> **DIRECTIVES**:
1 - Answer the following from the article on McKinsey's repayment:
(a) About how much did McKinsey agree to repay, and for work done for which two entities?
(b) How long before its scheduled appearance before the Zondo commission did McKinsey make the announcement?
(c) Which senior partners of the firm were going to give evidence?
2 - Write the next part of the article on McKinsey's repayment, beginning after its final sentence.

> **GIVEN TEXT**:

>> BEGIN

Simply repaying corrupt earnings is an exercise in marketing, concealing those responsible from justice

The Black Business Council is accusing those who continue to do business with the consultancy group of indirectly funding state capture Picture: REUTERS
The Black Business Council is accusing those who continue to do business with the consultancy group of indirectly funding state capture Picture: REUTERS

Global consultancy McKinsey & Co essentially announced a financial mea culpa this week, agreeing to repay about R650m it received for work done for Transnet and SAA during the state capture years.

It was one of many private sector companies that benefited from dodgy contracts after working with Gupta-linked firms during the Jacob Zuma administration, which resulted in some of the country’s key state-owned enterprises being decimated through looting.

The announcement by McKinsey came less than 24 hours before it was to appear before the Zondo commission. The firm’s senior partners, Jean-Christophe Mieszala, David Robert Fine and Alexander Weiss, were going to give evidence on money flows in relation to McKinsey.

>> END

> **EXCERPTED DATA**:
>> BEGIN

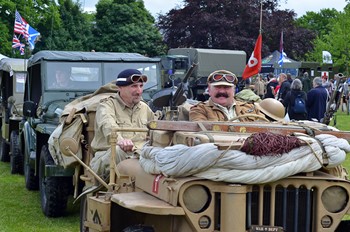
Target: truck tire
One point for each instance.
(16, 158)
(4, 152)
(83, 213)
(31, 180)
(54, 191)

>> END

> **RESULTS OF THE TASKS**:
1 -
(a) About R650m, for work done for Transnet and SAA.
(b) Less than 24 hours before.
(c) Jean-Christophe Mieszala, David Robert Fine and Alexander Weiss.

2 -
McKinsey said it had voluntarily agreed to repay the money — as if we must applaud it for this — after the commission shared evidence that its work for SAA and Transnet was marred by irregularities regarding Regiments’ role in several projects between 2012 and 2016.

Deputy chief justice Raymond Zondo welcomed the announcement and called on other companies that have been fingered in the state capture project to follow its lead and “make clear that they will not retain the proceeds of contracts that are tainted by corruption, even if that corruption was the product of processes in which they were not involved”.

This is not the first time McKinsey has reached an agreement and paid back money. In 2018 it agreed to pay back more than R900m to Eskom in relation to a contract it was awarded and in which it worked alongside Trillian Capital Partners, another Gupta-linked company.

But the firm is also not the first of these private sector companies to announce that they would return money they received through malfeasance. Bain & Co, which played a part in severely weakening the SA Revenue Service (Sars), paid R217m back to the tax collection agency for its botched restructuring of Sars. Auditing firm KPMG SA has also said it will contribute to reparations for current and former Sars employees who were purged by former commissioner Tom Moyane on the strength of the infamous “rogue unit” report authored by the company.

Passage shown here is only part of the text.